[Task 1]:
Please copy the records below word for word, from their first line through the line containing "199L528 205L540 228L521".

[Reading passage]:
After initially working as a college professor teaching humanities in the late 1960s, his love of the film industry reared its head when he began to work part-time as a sound editor in Manhattan – working primarily within the ‘hippy’ independent film scene springing up post-Woodstock. Craven quickly realised that it was in cinema, rather than academia, that he saw his future and he began to look for a way in which he could support himself financially while trying to raise the capital to make films of his own.

Craven found the most unlikely of places to begin his directing career – the burgeoning, and extremely lucrative hardcore pornography genre. Under various pseudonyms he directed a number of x-rated movies, including a rumoured role re-editing and shooting new scenes for the infamous hardcore smash Deep Throat. But this was just a means-to-an-end, as Craven along with friend and collaborator (and future Friday The 13th creator) Sean S. Cunningham had already written and planned their first full-length feature – and when released, the movie would be like a sledgehammer to the face of US indie cinema.

Released in 1972, Last House On The Left took the rape/revenge motif of the more mainstream thrillers Straw Dogs (1971) and A Clockwork Orange (1971) and installed his story with the grit and grime of rural America, while almost single-handedly creating the blueprint for the 70’s US exploitation-horror boom in the process. An extremely difficult-to-watch movie (even today), Craven purposely removed all trace of sensualism from the infamous sex scenes (the film was actually intended to be a standard hardcore porno movie at first, before Craven decided to move towards horror), so that the plight of the teenage victims could be all the more horrific, and the audience’s joy when the perpetrator’s get their comeuppance would be heightened. It certainly worked, and was a big box office success, going on to spawn such imitators (and genre classics!) as I Spit On Your Grave (1978) and Fight For Your Life (1978). Its influence can also be seen in modern horror successes such as Funny Games (1997) and Henry: Portrait of a Serial Killer (1986).

[Information provided]:

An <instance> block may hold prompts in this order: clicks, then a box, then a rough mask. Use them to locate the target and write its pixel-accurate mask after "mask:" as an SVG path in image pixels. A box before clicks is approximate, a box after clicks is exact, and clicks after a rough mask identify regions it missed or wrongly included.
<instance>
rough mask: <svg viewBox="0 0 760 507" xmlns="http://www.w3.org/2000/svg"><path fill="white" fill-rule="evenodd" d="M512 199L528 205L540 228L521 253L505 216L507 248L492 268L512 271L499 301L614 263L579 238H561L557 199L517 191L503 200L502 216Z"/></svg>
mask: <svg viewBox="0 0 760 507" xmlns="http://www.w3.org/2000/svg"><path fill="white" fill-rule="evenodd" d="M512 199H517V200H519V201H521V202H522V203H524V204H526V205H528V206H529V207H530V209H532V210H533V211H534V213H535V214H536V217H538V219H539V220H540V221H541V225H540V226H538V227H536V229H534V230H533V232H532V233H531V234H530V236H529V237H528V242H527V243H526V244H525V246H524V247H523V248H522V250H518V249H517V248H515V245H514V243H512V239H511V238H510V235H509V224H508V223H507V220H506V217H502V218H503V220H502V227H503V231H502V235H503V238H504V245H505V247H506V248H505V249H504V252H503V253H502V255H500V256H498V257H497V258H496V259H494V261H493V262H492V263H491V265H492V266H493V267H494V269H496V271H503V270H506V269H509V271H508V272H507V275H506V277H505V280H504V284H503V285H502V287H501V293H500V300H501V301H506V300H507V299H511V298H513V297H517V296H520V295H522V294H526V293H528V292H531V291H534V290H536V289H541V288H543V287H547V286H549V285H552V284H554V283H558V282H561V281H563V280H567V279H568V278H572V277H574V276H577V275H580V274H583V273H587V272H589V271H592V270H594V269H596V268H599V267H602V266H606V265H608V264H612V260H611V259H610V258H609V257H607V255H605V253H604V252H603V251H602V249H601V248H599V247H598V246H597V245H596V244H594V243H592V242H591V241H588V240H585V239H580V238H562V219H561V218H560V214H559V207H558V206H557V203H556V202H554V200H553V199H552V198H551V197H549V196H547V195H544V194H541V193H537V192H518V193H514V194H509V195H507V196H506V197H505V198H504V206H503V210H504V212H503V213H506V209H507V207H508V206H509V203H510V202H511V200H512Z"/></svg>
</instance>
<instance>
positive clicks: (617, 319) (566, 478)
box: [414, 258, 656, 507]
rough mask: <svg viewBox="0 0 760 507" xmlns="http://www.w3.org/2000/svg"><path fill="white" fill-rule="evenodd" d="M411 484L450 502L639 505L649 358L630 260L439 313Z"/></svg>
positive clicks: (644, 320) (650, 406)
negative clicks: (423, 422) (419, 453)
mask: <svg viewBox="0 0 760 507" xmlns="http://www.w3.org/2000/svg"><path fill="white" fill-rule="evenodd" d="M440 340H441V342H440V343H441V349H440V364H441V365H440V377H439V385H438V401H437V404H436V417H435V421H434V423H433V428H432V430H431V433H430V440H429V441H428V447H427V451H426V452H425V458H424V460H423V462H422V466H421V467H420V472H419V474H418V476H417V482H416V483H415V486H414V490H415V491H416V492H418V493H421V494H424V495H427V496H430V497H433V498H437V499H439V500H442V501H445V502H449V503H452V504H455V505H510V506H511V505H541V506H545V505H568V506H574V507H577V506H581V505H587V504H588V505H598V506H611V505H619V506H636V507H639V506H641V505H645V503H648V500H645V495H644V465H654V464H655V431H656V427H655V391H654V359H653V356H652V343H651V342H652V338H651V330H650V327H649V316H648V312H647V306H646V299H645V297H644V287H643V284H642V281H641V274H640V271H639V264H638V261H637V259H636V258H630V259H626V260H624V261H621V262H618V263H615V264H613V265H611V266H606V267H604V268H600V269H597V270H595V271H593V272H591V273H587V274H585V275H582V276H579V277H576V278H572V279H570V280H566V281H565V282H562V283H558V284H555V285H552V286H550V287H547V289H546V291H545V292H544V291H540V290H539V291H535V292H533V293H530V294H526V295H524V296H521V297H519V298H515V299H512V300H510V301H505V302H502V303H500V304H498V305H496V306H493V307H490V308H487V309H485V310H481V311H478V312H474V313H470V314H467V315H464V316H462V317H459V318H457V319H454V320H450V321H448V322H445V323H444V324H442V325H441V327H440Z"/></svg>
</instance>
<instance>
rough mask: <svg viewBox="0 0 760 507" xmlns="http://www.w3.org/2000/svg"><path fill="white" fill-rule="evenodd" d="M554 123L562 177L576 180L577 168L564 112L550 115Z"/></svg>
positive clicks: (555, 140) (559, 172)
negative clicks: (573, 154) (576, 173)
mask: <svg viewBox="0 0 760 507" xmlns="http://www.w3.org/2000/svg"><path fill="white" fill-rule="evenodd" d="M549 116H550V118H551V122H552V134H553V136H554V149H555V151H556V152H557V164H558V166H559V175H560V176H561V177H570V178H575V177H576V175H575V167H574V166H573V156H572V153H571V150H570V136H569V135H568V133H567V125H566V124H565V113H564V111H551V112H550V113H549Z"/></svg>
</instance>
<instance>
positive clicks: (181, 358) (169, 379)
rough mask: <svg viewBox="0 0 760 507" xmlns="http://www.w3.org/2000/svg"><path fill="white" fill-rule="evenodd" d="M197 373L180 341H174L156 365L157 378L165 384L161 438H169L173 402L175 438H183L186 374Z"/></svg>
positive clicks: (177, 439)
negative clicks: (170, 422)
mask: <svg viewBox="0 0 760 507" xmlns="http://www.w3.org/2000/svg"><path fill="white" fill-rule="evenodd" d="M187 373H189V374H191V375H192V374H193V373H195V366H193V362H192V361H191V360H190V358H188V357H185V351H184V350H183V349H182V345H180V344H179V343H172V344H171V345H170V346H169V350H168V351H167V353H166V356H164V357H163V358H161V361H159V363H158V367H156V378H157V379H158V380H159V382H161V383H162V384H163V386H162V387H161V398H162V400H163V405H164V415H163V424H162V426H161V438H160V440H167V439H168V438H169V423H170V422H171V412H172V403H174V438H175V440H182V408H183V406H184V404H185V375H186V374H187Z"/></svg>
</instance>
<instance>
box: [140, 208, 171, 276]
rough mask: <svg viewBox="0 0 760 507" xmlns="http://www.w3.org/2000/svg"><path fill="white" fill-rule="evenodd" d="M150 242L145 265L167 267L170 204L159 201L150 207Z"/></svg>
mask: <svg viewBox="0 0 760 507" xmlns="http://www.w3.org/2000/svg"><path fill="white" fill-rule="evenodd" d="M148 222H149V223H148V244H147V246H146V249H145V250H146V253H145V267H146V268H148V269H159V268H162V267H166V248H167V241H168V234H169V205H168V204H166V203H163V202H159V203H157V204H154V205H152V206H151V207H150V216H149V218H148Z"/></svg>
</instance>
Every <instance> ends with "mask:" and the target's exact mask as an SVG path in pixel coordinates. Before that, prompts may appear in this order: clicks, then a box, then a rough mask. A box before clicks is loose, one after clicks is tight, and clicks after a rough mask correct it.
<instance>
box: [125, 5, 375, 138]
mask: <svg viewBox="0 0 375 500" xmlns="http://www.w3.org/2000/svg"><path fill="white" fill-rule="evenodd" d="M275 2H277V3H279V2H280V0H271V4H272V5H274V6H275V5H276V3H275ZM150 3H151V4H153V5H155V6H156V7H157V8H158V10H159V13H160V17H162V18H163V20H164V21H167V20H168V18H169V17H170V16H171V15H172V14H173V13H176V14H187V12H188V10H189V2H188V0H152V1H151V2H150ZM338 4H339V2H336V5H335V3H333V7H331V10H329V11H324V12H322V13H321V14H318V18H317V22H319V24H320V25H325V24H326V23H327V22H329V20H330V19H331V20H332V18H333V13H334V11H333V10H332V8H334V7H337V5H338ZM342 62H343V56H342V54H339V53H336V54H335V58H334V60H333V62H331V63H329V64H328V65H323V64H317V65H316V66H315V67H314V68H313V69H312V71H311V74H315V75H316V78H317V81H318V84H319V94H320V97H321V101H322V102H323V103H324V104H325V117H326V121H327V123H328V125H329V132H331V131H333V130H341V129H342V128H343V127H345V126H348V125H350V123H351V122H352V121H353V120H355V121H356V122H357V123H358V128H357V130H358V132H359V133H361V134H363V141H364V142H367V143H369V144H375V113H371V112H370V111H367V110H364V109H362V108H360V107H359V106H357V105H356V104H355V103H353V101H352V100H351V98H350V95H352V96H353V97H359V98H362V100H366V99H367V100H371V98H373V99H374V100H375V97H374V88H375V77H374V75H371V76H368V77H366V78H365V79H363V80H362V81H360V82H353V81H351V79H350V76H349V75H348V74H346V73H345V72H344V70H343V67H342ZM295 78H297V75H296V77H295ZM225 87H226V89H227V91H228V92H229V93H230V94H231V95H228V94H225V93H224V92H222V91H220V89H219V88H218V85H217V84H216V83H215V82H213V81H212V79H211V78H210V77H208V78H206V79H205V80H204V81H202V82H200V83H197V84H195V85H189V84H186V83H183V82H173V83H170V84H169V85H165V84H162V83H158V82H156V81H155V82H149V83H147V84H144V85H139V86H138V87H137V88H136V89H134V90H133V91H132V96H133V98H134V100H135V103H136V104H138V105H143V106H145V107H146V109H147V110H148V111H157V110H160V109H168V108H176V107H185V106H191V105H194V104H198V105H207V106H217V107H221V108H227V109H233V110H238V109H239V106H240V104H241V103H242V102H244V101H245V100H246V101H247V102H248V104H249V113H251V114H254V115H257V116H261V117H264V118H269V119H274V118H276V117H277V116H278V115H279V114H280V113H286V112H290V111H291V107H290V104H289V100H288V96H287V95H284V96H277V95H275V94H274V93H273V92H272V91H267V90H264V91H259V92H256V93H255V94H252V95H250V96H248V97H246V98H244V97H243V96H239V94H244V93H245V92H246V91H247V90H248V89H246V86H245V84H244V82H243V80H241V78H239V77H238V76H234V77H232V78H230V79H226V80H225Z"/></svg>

[Task 2]:
According to the passage on Craven's early career, in what year was Last House On The Left released?

[Task output 1]:
An <instance> block may hold prompts in this order: clicks, then a box, then a rough mask. Use them to locate the target and write its pixel-accurate mask after "mask:" as an SVG path in image pixels. A box before clicks is approximate, a box after clicks is exact, and clicks after a rough mask identify regions it missed or wrongly included.
<instance>
rough mask: <svg viewBox="0 0 760 507" xmlns="http://www.w3.org/2000/svg"><path fill="white" fill-rule="evenodd" d="M512 199L528 205L540 228L521 253L505 216L507 248L492 268L512 271L499 301L614 263L579 238H561L557 199L517 191L503 200L502 216Z"/></svg>

[Task output 2]:
1972